Output the records in full, exactly as given.

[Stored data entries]
* * * * * * * * *
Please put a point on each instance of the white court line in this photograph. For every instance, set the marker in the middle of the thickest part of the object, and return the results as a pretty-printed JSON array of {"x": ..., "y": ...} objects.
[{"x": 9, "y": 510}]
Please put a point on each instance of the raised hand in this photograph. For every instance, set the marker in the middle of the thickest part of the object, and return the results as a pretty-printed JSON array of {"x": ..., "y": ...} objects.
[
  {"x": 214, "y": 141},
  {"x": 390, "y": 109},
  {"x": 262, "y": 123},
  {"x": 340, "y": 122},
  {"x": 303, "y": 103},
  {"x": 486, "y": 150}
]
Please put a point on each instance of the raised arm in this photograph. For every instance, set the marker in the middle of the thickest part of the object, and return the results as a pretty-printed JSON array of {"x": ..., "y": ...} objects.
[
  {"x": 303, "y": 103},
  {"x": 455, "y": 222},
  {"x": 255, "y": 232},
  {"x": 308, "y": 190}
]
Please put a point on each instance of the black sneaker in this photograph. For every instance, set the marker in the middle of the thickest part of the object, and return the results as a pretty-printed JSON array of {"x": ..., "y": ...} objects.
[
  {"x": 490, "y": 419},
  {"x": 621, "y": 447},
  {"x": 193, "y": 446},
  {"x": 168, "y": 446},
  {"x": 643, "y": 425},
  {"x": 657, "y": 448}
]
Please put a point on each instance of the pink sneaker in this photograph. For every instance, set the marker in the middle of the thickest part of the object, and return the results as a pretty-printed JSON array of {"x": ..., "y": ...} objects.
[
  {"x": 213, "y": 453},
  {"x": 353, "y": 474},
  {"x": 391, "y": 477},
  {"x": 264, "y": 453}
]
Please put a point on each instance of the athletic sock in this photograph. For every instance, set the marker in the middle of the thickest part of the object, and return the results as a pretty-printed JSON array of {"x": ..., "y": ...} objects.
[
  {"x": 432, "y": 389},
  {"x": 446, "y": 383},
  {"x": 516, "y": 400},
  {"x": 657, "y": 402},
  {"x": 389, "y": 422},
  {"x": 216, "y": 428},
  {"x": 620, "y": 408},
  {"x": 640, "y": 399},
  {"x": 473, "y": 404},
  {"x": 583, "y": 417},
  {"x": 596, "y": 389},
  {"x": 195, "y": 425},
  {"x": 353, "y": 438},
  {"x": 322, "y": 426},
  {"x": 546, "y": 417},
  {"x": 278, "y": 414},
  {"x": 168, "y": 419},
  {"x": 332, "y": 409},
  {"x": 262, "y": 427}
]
* * * * * * * * *
[Response box]
Please put a point on each instance of the white court line in this photograph. For every instance, set the marker in the middle of the thickest part of the object, and return the results as a pretty-printed JSON array of {"x": ..., "y": ...} objects.
[{"x": 9, "y": 510}]
Please put a point on each instance of the raised hand in this photograph. For every instance, set the marker in the middle of the thickest part of the object, and return the results as a pretty-printed JSON array of {"x": ..., "y": ...} objects.
[
  {"x": 214, "y": 141},
  {"x": 390, "y": 109},
  {"x": 262, "y": 123},
  {"x": 340, "y": 122},
  {"x": 303, "y": 103},
  {"x": 486, "y": 150}
]
Please put a point on each instance of the raised arm in this photograph. For every instance, set the marker in the middle of the thickest part of the object, and return the results as a pretty-printed JSON array of {"x": ..., "y": ...} objects.
[
  {"x": 303, "y": 103},
  {"x": 455, "y": 222},
  {"x": 255, "y": 232},
  {"x": 308, "y": 190}
]
Please put a point on each instance of the black sneaker in this photograph. For every instance, set the marker in the middle of the thickest part of the object, and return the results as a pretty-printed JSON array of {"x": ..., "y": ...} objects.
[
  {"x": 490, "y": 419},
  {"x": 621, "y": 447},
  {"x": 193, "y": 446},
  {"x": 168, "y": 446},
  {"x": 643, "y": 425},
  {"x": 657, "y": 448}
]
Please put a point on each instance of the pink sneaker in this photograph. For every instance, set the marker in the middle of the thickest part of the object, and return the results as a pretty-printed JSON array of {"x": ..., "y": ...} objects.
[
  {"x": 213, "y": 453},
  {"x": 353, "y": 474},
  {"x": 391, "y": 477},
  {"x": 264, "y": 453}
]
Please put a point on each instance of the athletic sock in this photograph. For every instance, set the marker in the middle of the thickest part of the object, and return the results as a pretty-printed JSON array of {"x": ..., "y": ...} objects.
[
  {"x": 432, "y": 389},
  {"x": 446, "y": 383},
  {"x": 516, "y": 400},
  {"x": 657, "y": 402},
  {"x": 389, "y": 422},
  {"x": 216, "y": 428},
  {"x": 620, "y": 408},
  {"x": 640, "y": 399},
  {"x": 473, "y": 404},
  {"x": 583, "y": 417},
  {"x": 596, "y": 389},
  {"x": 195, "y": 425},
  {"x": 353, "y": 438},
  {"x": 322, "y": 426},
  {"x": 546, "y": 417},
  {"x": 278, "y": 414},
  {"x": 168, "y": 419},
  {"x": 332, "y": 409},
  {"x": 262, "y": 427}
]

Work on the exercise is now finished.